Copy these lines word for word, from first to last.
--- START OF Extracted entries ---
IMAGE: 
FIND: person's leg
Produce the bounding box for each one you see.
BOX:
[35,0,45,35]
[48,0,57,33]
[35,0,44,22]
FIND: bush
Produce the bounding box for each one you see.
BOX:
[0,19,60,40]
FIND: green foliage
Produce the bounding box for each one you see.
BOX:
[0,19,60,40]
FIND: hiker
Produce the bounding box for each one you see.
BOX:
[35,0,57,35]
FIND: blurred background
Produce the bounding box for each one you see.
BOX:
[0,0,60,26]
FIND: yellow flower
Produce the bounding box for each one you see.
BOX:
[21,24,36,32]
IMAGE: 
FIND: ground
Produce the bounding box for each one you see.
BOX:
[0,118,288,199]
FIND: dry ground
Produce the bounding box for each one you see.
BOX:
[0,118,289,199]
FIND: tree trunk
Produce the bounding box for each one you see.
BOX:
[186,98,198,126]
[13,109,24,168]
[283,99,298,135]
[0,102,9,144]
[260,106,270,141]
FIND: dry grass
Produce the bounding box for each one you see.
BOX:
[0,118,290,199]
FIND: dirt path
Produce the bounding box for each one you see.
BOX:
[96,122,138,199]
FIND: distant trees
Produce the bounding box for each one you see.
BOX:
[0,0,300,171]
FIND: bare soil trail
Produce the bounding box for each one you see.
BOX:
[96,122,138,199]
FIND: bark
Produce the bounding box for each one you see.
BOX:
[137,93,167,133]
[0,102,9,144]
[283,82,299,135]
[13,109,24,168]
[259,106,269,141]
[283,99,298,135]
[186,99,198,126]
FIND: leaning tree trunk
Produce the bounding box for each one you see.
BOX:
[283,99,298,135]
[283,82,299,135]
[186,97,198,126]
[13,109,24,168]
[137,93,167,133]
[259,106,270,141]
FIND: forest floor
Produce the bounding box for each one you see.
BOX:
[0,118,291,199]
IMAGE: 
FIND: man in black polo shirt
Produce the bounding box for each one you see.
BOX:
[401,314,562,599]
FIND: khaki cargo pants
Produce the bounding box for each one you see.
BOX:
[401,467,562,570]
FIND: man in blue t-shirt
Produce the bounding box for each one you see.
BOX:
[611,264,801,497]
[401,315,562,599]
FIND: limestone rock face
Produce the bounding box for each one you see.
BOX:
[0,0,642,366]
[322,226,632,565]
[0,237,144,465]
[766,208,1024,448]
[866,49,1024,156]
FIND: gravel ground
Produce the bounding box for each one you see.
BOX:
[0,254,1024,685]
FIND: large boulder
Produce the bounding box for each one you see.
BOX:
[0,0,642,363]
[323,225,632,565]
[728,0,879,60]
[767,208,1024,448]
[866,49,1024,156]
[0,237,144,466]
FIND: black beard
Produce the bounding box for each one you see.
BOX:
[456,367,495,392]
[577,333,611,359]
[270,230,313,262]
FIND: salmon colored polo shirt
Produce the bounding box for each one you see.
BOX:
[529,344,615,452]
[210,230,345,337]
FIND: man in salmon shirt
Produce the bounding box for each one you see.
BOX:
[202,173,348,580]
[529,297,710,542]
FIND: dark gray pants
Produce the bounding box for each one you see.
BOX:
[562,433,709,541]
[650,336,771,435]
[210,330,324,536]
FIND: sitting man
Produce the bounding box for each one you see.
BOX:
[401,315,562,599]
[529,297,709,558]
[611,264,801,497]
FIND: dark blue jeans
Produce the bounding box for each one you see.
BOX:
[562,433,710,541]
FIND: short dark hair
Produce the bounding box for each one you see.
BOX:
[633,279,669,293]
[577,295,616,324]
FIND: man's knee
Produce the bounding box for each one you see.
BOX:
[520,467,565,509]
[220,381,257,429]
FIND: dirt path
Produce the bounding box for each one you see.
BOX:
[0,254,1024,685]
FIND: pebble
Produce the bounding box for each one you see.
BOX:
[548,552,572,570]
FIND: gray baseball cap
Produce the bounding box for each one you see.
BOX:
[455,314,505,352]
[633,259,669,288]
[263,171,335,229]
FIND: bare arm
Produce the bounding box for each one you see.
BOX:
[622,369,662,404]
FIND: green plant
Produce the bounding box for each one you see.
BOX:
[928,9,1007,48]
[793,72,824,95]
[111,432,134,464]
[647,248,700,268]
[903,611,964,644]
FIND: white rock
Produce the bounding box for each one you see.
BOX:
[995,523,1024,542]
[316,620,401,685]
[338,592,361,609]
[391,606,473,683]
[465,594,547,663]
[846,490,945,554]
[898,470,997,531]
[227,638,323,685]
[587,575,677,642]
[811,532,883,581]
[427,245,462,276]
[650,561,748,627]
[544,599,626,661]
--- END OF Extracted entries ---
» Task answer:
IMAGE: 
FIND: person's leg
Produce the bounding box for each one you see.
BOX:
[35,0,45,35]
[48,0,57,33]
[35,0,44,22]
FIND: bush
Produce the bounding box for each one you see.
BOX:
[0,19,60,40]
FIND: green foliage
Produce the bounding box for each one you see.
BOX:
[0,19,60,40]
FIND: hiker
Produce the bounding box for each one you see.
BOX:
[35,0,57,35]
FIND: blurred background
Produce the bounding box for each one you see.
BOX:
[0,0,60,26]
FIND: yellow flower
Produce the bounding box for each one you see.
BOX:
[21,24,36,32]
IMAGE: 
FIND: ground
Produce the bounding box for each one you see.
BOX:
[0,118,288,199]
FIND: dry ground
Produce the bounding box for each one you see.
BOX:
[0,118,289,199]
FIND: tree trunk
Produce the bounding box for each one you see.
BOX:
[186,98,198,126]
[13,109,24,168]
[283,99,298,135]
[0,102,9,144]
[260,106,270,141]
FIND: dry grass
Produce the bounding box for each one you see.
BOX:
[0,118,290,199]
FIND: dirt path
Produce the bounding box for each one you see.
BOX:
[96,122,138,199]
FIND: distant trees
Produce the bounding box for each one you see.
BOX:
[0,0,300,171]
FIND: bare soil trail
Produce the bounding box for each one you see.
BOX:
[96,122,138,199]
FIND: bark
Produce the bounding box for each one you see.
BOX:
[137,93,167,133]
[0,102,9,144]
[283,82,299,135]
[13,109,24,168]
[259,106,269,141]
[283,99,298,135]
[186,99,198,126]
FIND: leaning tree trunk
Produce the bounding box for each one you see.
BOX:
[283,99,298,135]
[283,82,299,135]
[186,97,198,126]
[13,109,24,168]
[137,93,167,133]
[259,106,270,141]
FIND: forest floor
Produce the bounding box for each one you see.
BOX:
[0,118,291,199]
IMAGE: 
FIND: man in black polo shirt
Produce the bounding box for each one you see.
BOX:
[401,314,562,599]
FIND: khaki cargo pants
Produce the bounding box for each one you see.
BOX:
[401,467,562,570]
FIND: man in blue t-shirt
Produce the bounding box for each one you see.
BOX:
[611,264,801,497]
[401,315,562,599]
FIND: limestone rock face
Produce the bounding box for each one you see.
BOX:
[0,0,642,366]
[322,226,632,565]
[0,237,144,465]
[766,208,1024,448]
[866,49,1024,156]
FIND: gravel ground
Produce the bounding box for each one you see.
BOX:
[0,254,1024,685]
FIND: large boulder
Produce the bounding box for each one you see.
BOX:
[0,0,642,363]
[323,225,632,565]
[728,0,879,60]
[767,208,1024,448]
[866,49,1024,156]
[0,237,144,466]
FIND: black beard
Produce the bounding box for each one you see.
BOX:
[456,367,495,392]
[577,333,611,359]
[270,230,313,262]
FIND: salmon colored polo shirt
Produce the bounding box for each one you see.
BOX:
[529,344,615,452]
[210,230,345,337]
FIND: man in salmon shirt
Produce the bounding box for each one you see.
BOX:
[202,173,348,580]
[529,297,710,542]
FIND: dark gray pants
Produce the bounding box for each one you see.
BOX:
[562,433,709,541]
[650,336,771,435]
[210,330,324,536]
FIND: sitting man
Produce the bounding box for each one you see.
BOX:
[401,315,562,599]
[529,297,709,558]
[611,264,801,497]
FIND: dark blue jeans
Produce the bounding box for each one you see.
BOX:
[562,433,710,541]
FIND: short dark hair
Produce the bounding box for each one you see.
BOX:
[633,279,669,293]
[577,295,616,324]
FIND: man's knee
Produce the bounding box for each one you see.
BOX:
[520,467,565,509]
[220,381,257,429]
FIND: dirt path
Produce the bounding box for each one you see.
BOX:
[0,254,1024,685]
FIND: pebble
Produce the bounding box for each one you see.
BOX:
[548,552,572,570]
FIND: gray baseball cap
Produce the bounding box for each one you see.
BOX:
[455,314,505,352]
[633,259,669,288]
[263,171,335,229]
FIND: bare arm
Produce the bounding box for each one you see.
BOX:
[622,369,662,404]
FIND: green plant
Produce the bounding box for each one you see.
BOX:
[928,9,1007,48]
[793,72,824,95]
[111,432,134,464]
[647,248,700,268]
[903,611,964,644]
FIND: white rock
Produce the bounding box for each one you see.
BOX:
[995,523,1024,542]
[316,620,401,685]
[338,592,361,609]
[391,606,473,683]
[465,594,547,663]
[846,490,945,554]
[898,470,997,531]
[227,638,323,685]
[587,575,677,642]
[811,532,883,581]
[427,245,462,276]
[650,561,748,627]
[544,599,626,661]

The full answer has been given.